5 Mixed models
Let’s violate another regression assumption, independence. While this is usually thought of in the repeated measurements setting, it is not exclusive to that. For example,
- Repeated measures: You’re conducting a trial on individuals who undergo an intervention. You generate a survey, and have the participants fill out a copy when the intervention begins, 30 days into the intervention, and 1 year after the intervention. If we have a single outcome measure of interest from this survey, we have three measurements for person. These values are not independent; it’s reasonable to think that your measurements are more related to each other than any of mine.
- Non-repeated measures: You conduct door-to-door sampling of individuals in households, asking about food habits. You collect information on each individual in the house, and want to use individuals as the unit of analysis. It’s likely that two individuals in the same house will have similar food patterns, as opposed to two individuals from different houses.
To address the lack of dependence, we will move from normal regression (linear or otherwise) into a mixed models framework, which accounts for this dependence structure. It does this (at the most basic level) by allowing each [individual from the intervention example, household from the door-to-door example] to have its own intercept which we do not estimate.
For this chapter, we’ll turn away from the “auto” data set and instead use a sample of the “National Longitudinal Survey” contained in Stata:
webuse nlswork, clear
. of Young Women, 14-24 years old in 1968) (National Longitudinal Survey
This data is a survey taken from 1968-1988, and this specific sample of the data is salary information for women. We have repeated measures in the sense that we have yearly data for women, so each woman can have up to 20 data points.
5.1 Terminology
There are several different names for mixed models which you might encounter, that all fit essentially the same model:
- Mixed model
- Mixed Effects regression/model
- Multilevel regression/model
- Hierarchical regression/model (specifically HLM, hierarchical linear model)
The hierarchical/multilevel variations require thinking about the levels of the data and involves “nesting”, where one variable only occurs within another, e.g. family members nested in a household. The most canonical example of this is students in classrooms, we could have
- Level 1: The lowest level, the students.
- Level 2: Classroom or teacher (this could also be two separate levels of classrooms inside teacher)
- Level 3: District
- Level 4: State
- Level 5: Country
This is taking it a bit far; it’s rare to see more than 3 levels, but in theory, any number can exist.
For this workshop, we will only briefly discuss this from hierarchical point of view, preferring the mixed models view (with the reminder again that they are the same!).
5.1.1 Econometric terminology
To make the terminology a bit more complicated, in econometrics, some of the terms we will use here are overloaded. When you are discussing mixed models with someone with econometric or economics training, it’s important to differentiate between the statistical terms of “fixed effects” and “random effects” which are the two components of a mixed model that we discuss below, and what econometricians called “fixed effects regression” and “random effects regression”.
Without going into the full details of the econometric world, what econometricians called “random effects regression” is essentially what statisticians called “mixed models”, what we’re talking about here. The Stata command xtreg
handles those econometric models.

Your task:
Answer these questions from the mixed models excerpt:
1. In the door-to-door sampling example, what is meant to serve as the unit of analysis?
2. Over what span of years was the National Longitudinal Survey taken?
3. Which Stata command handles the econometric models?
The data come from a source unrelated to the text.

Collected material:

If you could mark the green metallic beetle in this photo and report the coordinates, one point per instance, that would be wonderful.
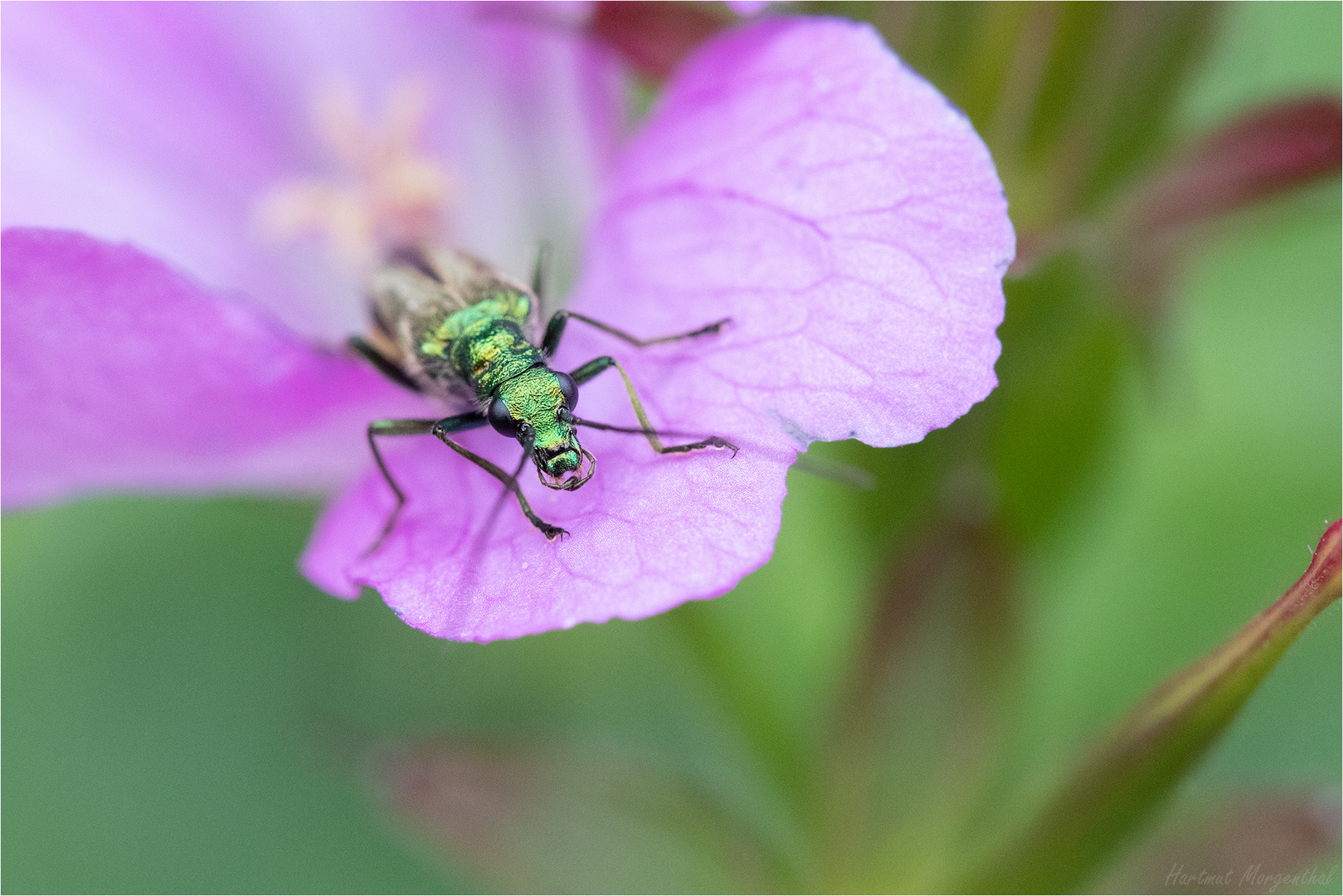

In response:
1. Individuals.
2. 1968 to 1988.
3. xtreg